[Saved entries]
┄┄┄┄┄┄┄┄┄┄┄┄┄┄┄┄┄┄┄┄

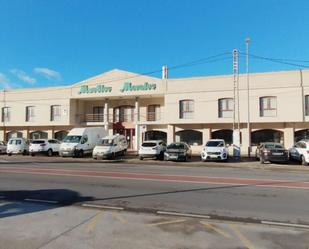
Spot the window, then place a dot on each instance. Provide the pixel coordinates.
(186, 109)
(153, 113)
(263, 136)
(190, 137)
(6, 114)
(124, 114)
(55, 113)
(98, 114)
(268, 106)
(226, 107)
(30, 113)
(307, 105)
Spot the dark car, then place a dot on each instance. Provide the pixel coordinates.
(272, 152)
(178, 152)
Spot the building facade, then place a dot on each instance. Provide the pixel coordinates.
(183, 109)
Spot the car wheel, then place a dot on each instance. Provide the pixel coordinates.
(49, 152)
(262, 161)
(303, 161)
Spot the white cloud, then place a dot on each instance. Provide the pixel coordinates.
(48, 73)
(4, 81)
(23, 76)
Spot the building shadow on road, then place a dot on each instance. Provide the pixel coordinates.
(19, 202)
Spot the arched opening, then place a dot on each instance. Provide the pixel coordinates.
(13, 134)
(191, 137)
(60, 135)
(267, 135)
(156, 135)
(302, 134)
(38, 135)
(226, 135)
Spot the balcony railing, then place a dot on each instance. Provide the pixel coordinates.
(115, 118)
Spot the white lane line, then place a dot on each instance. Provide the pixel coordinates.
(102, 206)
(284, 224)
(42, 201)
(184, 214)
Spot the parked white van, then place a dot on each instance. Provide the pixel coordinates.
(81, 141)
(17, 146)
(110, 147)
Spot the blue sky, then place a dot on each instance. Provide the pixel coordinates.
(60, 42)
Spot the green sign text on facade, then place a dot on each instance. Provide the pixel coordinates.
(126, 87)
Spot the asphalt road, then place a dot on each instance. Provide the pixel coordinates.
(222, 193)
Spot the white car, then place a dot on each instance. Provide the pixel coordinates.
(110, 147)
(215, 149)
(44, 146)
(300, 151)
(152, 149)
(2, 147)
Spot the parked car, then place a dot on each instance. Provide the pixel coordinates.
(152, 149)
(110, 147)
(17, 146)
(2, 147)
(300, 152)
(44, 146)
(81, 141)
(272, 152)
(178, 151)
(215, 149)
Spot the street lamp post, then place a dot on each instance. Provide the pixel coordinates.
(248, 95)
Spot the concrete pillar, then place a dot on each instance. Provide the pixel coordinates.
(245, 140)
(288, 137)
(170, 134)
(206, 135)
(50, 133)
(137, 126)
(106, 114)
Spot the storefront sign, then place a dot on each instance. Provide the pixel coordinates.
(96, 89)
(126, 87)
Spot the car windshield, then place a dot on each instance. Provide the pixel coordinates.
(149, 144)
(105, 142)
(214, 144)
(273, 146)
(176, 146)
(72, 139)
(15, 141)
(38, 142)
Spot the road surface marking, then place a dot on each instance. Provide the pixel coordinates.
(284, 224)
(244, 240)
(42, 201)
(219, 231)
(184, 214)
(273, 183)
(119, 218)
(93, 223)
(101, 206)
(166, 223)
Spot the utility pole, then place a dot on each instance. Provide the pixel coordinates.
(248, 96)
(236, 133)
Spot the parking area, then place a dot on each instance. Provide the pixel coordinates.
(38, 225)
(195, 161)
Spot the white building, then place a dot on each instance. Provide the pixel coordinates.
(184, 109)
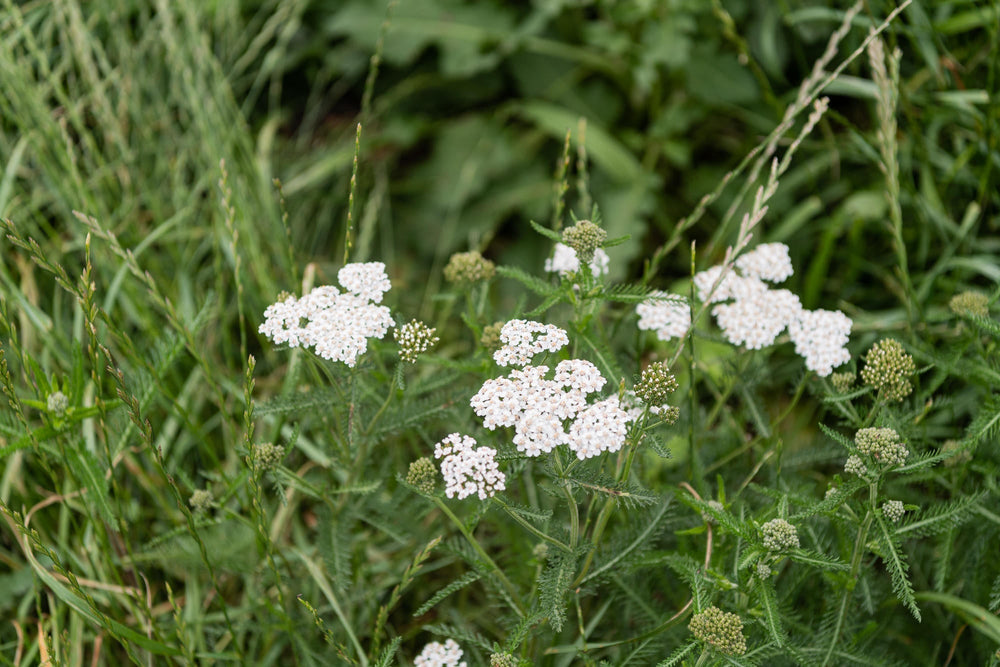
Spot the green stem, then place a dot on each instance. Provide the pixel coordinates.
(531, 529)
(508, 586)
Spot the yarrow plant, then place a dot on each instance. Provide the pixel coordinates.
(752, 314)
(335, 325)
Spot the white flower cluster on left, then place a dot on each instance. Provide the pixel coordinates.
(335, 324)
(468, 470)
(436, 654)
(538, 407)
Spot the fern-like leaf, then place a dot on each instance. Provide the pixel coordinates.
(895, 561)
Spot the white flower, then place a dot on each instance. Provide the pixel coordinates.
(440, 655)
(669, 318)
(335, 325)
(468, 470)
(520, 343)
(367, 280)
(564, 261)
(768, 261)
(757, 319)
(600, 428)
(282, 323)
(821, 336)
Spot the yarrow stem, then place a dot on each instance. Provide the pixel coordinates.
(504, 581)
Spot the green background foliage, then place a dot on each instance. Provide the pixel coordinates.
(140, 142)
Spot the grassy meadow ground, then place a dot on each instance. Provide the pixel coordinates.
(178, 488)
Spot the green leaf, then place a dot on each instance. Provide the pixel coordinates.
(536, 285)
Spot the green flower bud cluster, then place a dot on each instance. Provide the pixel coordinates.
(970, 303)
(960, 455)
(720, 629)
(779, 535)
(855, 466)
(584, 237)
(268, 455)
(468, 268)
(842, 382)
(58, 404)
(502, 660)
(882, 445)
(888, 369)
(201, 500)
(656, 384)
(491, 336)
(893, 510)
(422, 475)
(414, 339)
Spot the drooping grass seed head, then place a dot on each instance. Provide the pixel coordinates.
(585, 238)
(779, 535)
(888, 369)
(201, 501)
(468, 268)
(268, 455)
(414, 338)
(57, 404)
(422, 475)
(970, 303)
(721, 630)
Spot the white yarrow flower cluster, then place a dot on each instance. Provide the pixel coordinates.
(468, 470)
(752, 314)
(436, 654)
(523, 339)
(668, 317)
(820, 337)
(538, 407)
(564, 261)
(335, 325)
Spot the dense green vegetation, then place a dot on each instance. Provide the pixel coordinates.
(177, 488)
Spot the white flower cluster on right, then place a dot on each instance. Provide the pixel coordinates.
(335, 325)
(538, 407)
(468, 470)
(436, 654)
(753, 314)
(564, 261)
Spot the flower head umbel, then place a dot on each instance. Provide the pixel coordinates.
(882, 446)
(893, 510)
(666, 314)
(523, 339)
(720, 629)
(564, 261)
(970, 303)
(585, 238)
(468, 268)
(821, 336)
(422, 475)
(779, 535)
(656, 384)
(752, 314)
(436, 654)
(888, 369)
(414, 339)
(335, 325)
(468, 470)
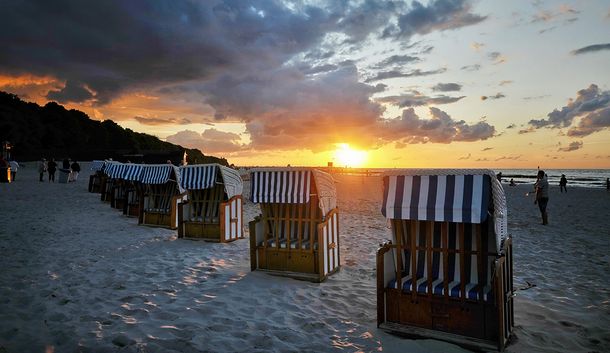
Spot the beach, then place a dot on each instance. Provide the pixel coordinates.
(77, 275)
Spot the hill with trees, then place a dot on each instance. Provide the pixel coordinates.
(53, 131)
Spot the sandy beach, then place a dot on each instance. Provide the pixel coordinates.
(77, 276)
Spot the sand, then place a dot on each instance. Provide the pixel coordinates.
(76, 275)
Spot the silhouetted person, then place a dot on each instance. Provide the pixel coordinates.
(51, 168)
(42, 168)
(542, 195)
(562, 183)
(75, 167)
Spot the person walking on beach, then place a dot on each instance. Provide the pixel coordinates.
(542, 195)
(42, 168)
(51, 168)
(562, 183)
(75, 170)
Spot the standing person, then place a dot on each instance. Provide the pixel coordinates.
(51, 168)
(42, 168)
(75, 170)
(562, 183)
(542, 195)
(14, 167)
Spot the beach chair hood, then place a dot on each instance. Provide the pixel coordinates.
(203, 176)
(160, 174)
(292, 185)
(445, 195)
(96, 165)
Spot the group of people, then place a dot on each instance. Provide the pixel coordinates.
(50, 167)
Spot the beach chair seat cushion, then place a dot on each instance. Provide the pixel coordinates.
(438, 287)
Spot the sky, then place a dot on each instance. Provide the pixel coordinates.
(438, 84)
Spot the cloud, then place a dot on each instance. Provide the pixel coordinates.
(471, 68)
(496, 96)
(477, 46)
(447, 87)
(439, 15)
(416, 99)
(591, 49)
(271, 65)
(397, 60)
(209, 141)
(161, 121)
(440, 128)
(591, 107)
(573, 146)
(496, 57)
(395, 73)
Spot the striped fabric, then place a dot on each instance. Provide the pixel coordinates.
(471, 281)
(116, 170)
(452, 198)
(198, 177)
(156, 174)
(132, 172)
(281, 186)
(96, 166)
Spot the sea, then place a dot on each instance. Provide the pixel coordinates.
(589, 178)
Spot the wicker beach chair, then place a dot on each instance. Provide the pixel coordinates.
(214, 207)
(132, 189)
(447, 274)
(160, 195)
(297, 232)
(95, 179)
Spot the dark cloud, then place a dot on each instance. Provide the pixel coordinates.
(161, 121)
(438, 15)
(440, 128)
(496, 96)
(395, 73)
(209, 141)
(72, 92)
(416, 99)
(471, 68)
(397, 60)
(267, 64)
(591, 49)
(591, 106)
(447, 87)
(573, 146)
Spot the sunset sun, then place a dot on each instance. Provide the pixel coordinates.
(347, 157)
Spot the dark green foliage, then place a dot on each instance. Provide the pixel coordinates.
(53, 131)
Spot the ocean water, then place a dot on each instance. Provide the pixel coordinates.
(589, 178)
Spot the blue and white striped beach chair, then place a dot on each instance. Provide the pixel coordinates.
(214, 209)
(297, 233)
(447, 273)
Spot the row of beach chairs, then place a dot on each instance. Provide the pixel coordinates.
(446, 273)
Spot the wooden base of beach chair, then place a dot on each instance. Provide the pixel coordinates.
(314, 263)
(94, 183)
(219, 221)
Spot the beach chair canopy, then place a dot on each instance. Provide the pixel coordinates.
(96, 166)
(445, 195)
(115, 170)
(292, 185)
(132, 172)
(160, 174)
(204, 176)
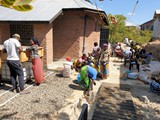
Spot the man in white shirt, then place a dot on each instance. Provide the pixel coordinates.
(12, 46)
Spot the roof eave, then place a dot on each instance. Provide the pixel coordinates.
(105, 20)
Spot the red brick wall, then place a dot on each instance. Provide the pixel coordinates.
(4, 32)
(68, 30)
(44, 33)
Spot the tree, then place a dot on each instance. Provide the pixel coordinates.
(118, 31)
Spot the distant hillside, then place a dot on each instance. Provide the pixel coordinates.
(154, 48)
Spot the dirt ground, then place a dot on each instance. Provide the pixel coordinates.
(147, 103)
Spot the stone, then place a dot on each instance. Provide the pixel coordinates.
(145, 99)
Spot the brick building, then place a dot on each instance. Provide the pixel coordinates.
(64, 28)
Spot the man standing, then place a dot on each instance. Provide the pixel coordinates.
(12, 46)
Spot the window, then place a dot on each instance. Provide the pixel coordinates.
(25, 31)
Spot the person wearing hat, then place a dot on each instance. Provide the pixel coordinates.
(104, 60)
(37, 64)
(12, 46)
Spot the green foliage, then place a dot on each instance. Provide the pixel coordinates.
(118, 31)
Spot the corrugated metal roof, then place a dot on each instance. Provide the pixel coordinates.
(43, 10)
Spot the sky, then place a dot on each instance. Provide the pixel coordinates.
(144, 11)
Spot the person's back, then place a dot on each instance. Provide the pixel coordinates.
(92, 72)
(11, 46)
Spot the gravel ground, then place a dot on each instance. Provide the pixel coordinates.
(41, 102)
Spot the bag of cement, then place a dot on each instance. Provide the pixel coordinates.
(67, 71)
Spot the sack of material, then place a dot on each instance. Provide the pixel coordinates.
(67, 71)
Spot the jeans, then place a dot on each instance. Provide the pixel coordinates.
(16, 70)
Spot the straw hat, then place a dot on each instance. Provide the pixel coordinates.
(16, 35)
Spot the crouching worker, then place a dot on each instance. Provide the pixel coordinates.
(88, 76)
(68, 66)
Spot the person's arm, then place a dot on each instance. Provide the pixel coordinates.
(20, 48)
(18, 45)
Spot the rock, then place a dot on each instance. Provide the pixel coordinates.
(145, 99)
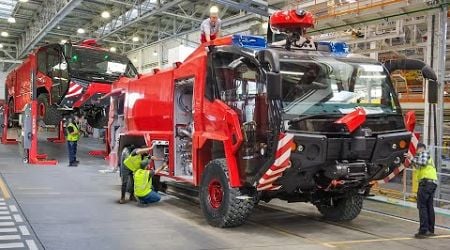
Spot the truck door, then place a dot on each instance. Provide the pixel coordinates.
(57, 70)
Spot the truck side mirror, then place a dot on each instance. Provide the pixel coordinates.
(274, 89)
(68, 50)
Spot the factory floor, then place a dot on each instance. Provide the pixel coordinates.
(60, 207)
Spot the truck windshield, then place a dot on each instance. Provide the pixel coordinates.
(335, 86)
(98, 65)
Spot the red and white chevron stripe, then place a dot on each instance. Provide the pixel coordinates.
(281, 163)
(399, 169)
(74, 90)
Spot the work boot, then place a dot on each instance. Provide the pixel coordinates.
(420, 235)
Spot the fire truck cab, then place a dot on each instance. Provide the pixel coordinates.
(244, 122)
(67, 78)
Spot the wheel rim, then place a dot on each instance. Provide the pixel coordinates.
(215, 192)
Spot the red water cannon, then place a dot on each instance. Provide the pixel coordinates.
(291, 21)
(90, 43)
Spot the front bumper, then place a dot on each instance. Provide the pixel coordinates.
(350, 158)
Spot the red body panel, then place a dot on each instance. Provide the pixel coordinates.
(18, 83)
(149, 111)
(93, 89)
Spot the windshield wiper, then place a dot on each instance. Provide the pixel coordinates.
(304, 117)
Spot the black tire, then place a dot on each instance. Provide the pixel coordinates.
(343, 209)
(51, 115)
(99, 120)
(230, 211)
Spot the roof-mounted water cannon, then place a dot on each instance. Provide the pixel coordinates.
(293, 23)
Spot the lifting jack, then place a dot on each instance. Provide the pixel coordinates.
(30, 137)
(4, 116)
(102, 153)
(61, 138)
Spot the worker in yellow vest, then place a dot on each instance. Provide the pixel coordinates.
(72, 137)
(133, 159)
(427, 179)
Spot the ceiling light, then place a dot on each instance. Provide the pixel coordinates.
(265, 25)
(105, 14)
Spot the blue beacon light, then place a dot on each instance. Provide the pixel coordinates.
(251, 42)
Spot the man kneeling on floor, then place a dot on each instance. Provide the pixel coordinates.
(141, 176)
(143, 189)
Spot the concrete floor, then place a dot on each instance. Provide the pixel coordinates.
(76, 208)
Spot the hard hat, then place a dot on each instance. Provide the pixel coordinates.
(214, 11)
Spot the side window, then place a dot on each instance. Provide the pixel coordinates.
(231, 76)
(53, 65)
(42, 61)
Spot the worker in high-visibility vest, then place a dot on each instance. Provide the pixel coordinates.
(143, 188)
(427, 179)
(211, 27)
(137, 160)
(72, 137)
(132, 160)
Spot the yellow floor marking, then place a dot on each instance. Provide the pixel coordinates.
(381, 240)
(4, 189)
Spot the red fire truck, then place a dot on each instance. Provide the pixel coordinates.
(65, 82)
(245, 122)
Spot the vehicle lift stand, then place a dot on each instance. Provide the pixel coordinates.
(4, 127)
(102, 153)
(30, 137)
(61, 137)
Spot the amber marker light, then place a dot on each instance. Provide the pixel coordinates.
(293, 146)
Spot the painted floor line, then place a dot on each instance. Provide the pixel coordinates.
(10, 237)
(18, 218)
(6, 224)
(13, 208)
(400, 218)
(8, 230)
(11, 245)
(24, 230)
(31, 245)
(380, 240)
(4, 189)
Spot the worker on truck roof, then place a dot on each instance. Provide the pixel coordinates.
(210, 27)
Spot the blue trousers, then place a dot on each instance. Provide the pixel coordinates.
(72, 146)
(150, 198)
(425, 196)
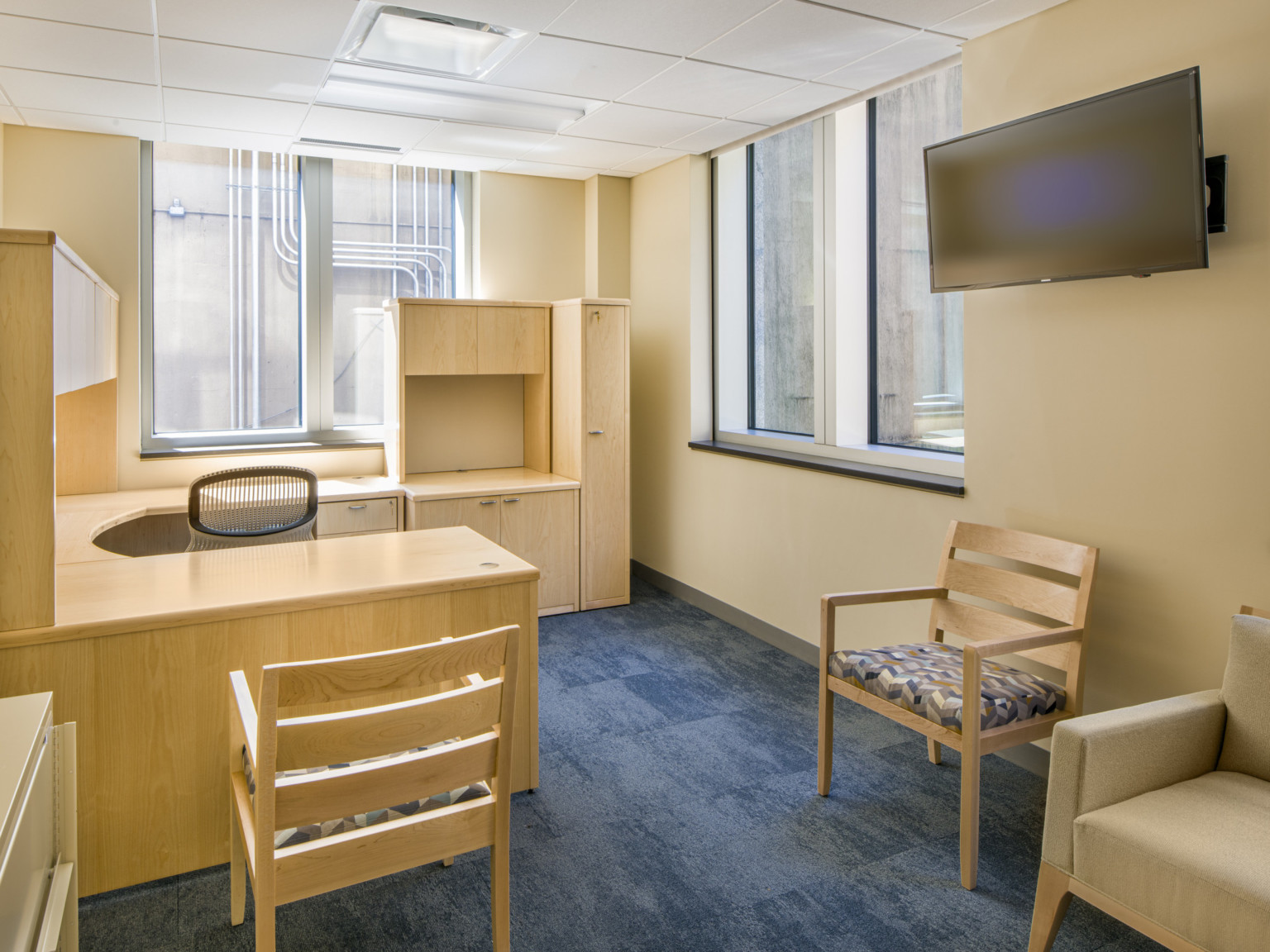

┄┄┄┄┄┄┄┄┄┄┄┄┄┄┄┄┄┄┄┄

> [Your instructions]: Beginning with the line that holds "Spot the man kneeling", return each line through the end of the records above exactly. Do not include pictures.

> [Task result]:
Spot the man kneeling on floor, then place a dot on each instance. Provide the pixel coordinates.
(141, 176)
(143, 189)
Spot the concrete floor, then place a dot on each instance. Provide the pixel coordinates.
(76, 208)
Spot the hard hat, then place a dot on each instance. Provide the pixel coordinates.
(214, 11)
Spot the side window, then place a dot on each instance. Provide the pixel coordinates.
(231, 76)
(53, 65)
(42, 61)
Spot the worker in high-visibility vest, then place a dot on each instance. Provide the pixel coordinates.
(143, 188)
(427, 179)
(211, 27)
(137, 160)
(72, 137)
(132, 160)
Spot the yellow floor marking, then place a dot on each instance. Provide the pixel coordinates.
(381, 240)
(4, 189)
Spot the red fire truck, then place a dot on each instance. Provide the pixel coordinates.
(65, 82)
(245, 122)
Spot the vehicle lift stand, then place a dot on each instance. Provide the pixel coordinates.
(4, 127)
(102, 153)
(30, 137)
(61, 137)
Spot the amber marker light, then place a dot on each instance. Provide the pixel coordinates.
(293, 146)
Spot the painted floor line, then place a dot on each instance. Provide the pixel coordinates.
(10, 237)
(18, 218)
(6, 224)
(13, 208)
(400, 218)
(8, 230)
(11, 245)
(24, 230)
(31, 245)
(380, 240)
(4, 189)
Spot the worker on truck roof, then place a dot on each instance. Provide the pixel coordinates.
(210, 27)
Spot the blue trousers, then place a dot on each instance. Provide the pixel coordinates.
(72, 146)
(150, 198)
(425, 196)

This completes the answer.